Work task: Repeat each entry below without omitting a single word.

Material provided:
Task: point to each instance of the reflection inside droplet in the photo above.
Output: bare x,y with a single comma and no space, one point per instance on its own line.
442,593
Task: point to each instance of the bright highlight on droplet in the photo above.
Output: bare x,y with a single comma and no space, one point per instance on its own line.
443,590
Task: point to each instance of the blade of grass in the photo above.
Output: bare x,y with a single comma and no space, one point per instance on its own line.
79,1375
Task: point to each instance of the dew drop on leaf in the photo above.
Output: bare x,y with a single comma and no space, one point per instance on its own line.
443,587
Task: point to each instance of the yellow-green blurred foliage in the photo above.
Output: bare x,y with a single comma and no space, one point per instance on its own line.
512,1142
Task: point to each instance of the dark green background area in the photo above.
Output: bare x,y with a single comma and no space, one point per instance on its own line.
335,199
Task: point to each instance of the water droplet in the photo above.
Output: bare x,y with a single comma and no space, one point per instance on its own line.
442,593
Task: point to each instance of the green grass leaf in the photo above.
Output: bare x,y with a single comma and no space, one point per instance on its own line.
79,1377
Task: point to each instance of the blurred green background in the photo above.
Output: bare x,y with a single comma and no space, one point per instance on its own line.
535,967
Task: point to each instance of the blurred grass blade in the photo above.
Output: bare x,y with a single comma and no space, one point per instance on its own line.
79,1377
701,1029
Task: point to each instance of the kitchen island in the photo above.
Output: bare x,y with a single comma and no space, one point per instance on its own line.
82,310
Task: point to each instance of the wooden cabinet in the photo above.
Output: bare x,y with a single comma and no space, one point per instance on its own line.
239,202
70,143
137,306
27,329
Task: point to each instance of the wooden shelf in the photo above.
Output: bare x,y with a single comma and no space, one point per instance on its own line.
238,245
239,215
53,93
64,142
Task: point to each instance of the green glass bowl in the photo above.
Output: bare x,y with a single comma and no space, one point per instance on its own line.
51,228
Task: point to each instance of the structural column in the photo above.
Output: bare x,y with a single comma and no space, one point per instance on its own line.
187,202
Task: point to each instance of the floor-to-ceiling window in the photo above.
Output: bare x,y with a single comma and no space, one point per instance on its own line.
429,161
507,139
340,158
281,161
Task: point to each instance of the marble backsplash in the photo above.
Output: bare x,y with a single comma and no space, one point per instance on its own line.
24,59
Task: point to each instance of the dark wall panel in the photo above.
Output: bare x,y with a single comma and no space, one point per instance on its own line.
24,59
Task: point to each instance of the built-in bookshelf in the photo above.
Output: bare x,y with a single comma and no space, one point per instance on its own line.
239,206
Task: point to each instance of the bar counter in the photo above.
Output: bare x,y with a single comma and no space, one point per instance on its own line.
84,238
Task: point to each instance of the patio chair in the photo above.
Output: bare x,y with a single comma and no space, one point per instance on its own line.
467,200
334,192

Solved problem:
Task: point to each instance of the reflection inside droplet in the photo above.
Output: bare x,y with a single comma and no space, one point per instance on its own line.
442,593
Task: point to each instance of the bright highlight on droplet in the photo above.
Output: bare x,y with a single comma and no space, one point per instance on its own line.
443,590
Task: point to each instance of the blade of grass in the photo above.
Output: bare x,y with a single comma and no space, one point per instance on its own line.
79,1375
Task: point to each instance of the dew drop on leaf in the photo above.
Output: bare x,y with a single comma and no space, one point per instance on its own line.
443,587
Task: point to each instance of the yellow-green blurred foliage in the photo above.
Output: bare x,y with a single comma and no space, one point per instance on its own line.
512,1142
Task: point to each instance of the dark green background area in the photo above.
Output: bare x,y with a single comma and no space, one point per instance on its own line.
335,199
Task: point to each instance of the water droplet in the photo above.
Output: bare x,y with a single comma and no space, one point per instance on its own line.
442,593
Task: point to each instance of the green grass leaf in the photo above.
Output: bare x,y with a single comma and no space, one point per instance on its own line.
79,1377
Task: point to each instance of the blurred green background in the photo above.
Output: bare x,y with a single comma and no space, one point per instance on its own line.
535,967
Task: point to each instance of the blurred grass blade in the photo above.
Output: bare x,y with a single comma and no space, one point per instance on its own line.
79,1377
701,1029
Task: point to each instance of the kitchen island in the photo above.
Output: bare x,y with a single comma and no space, one point per instance on its own line.
82,310
Task: point to each instance of the wooden cabinet in the photo above.
Output: bare x,y with a single comma and no space, one point per instance on its own line.
239,202
70,143
137,306
27,329
Task: point to each instance of the wooden shelf in the photo above.
Output: bare x,y with a single comma and no space, one point per instance on its own line.
238,245
239,215
53,93
64,142
Task: point to each instance of the green glass bowl in the photo above.
Output: bare x,y with a single comma and no space, one point per instance on its own line.
51,228
Task: point to each instance of the structural column in the photo above.
Output: bare x,y with a single comma and no space, one point per instance on its own line.
187,202
Task: point to each instance of the floor-to-ceiling window in the photo above.
Output: bare x,y with a single comma and no space, one point per instance on its own line.
429,161
507,139
340,158
281,161
Task: point to each instance of the marble backsplash in the photo above.
Output: bare x,y with a single comma and no space, one point per instance on its own line.
24,59
Task: point to each instance of the dark wall panel in the photo above.
Output: bare x,y with a single comma and no space, one point per instance on its own line.
24,59
Task: point to each instance of the built-in bookshelf in the photo above.
Output: bare x,y with a single comma and no space, one point per instance on its own line.
239,206
Task: point to each instance of the bar counter in the photo above.
Output: bare x,y with a single comma and no space, one point per instance on its own line.
84,238
Task: point to each instance of the patio chair in the photo above.
Output: bare x,y with a single comma and no space, one point per instance on its own line.
467,200
334,192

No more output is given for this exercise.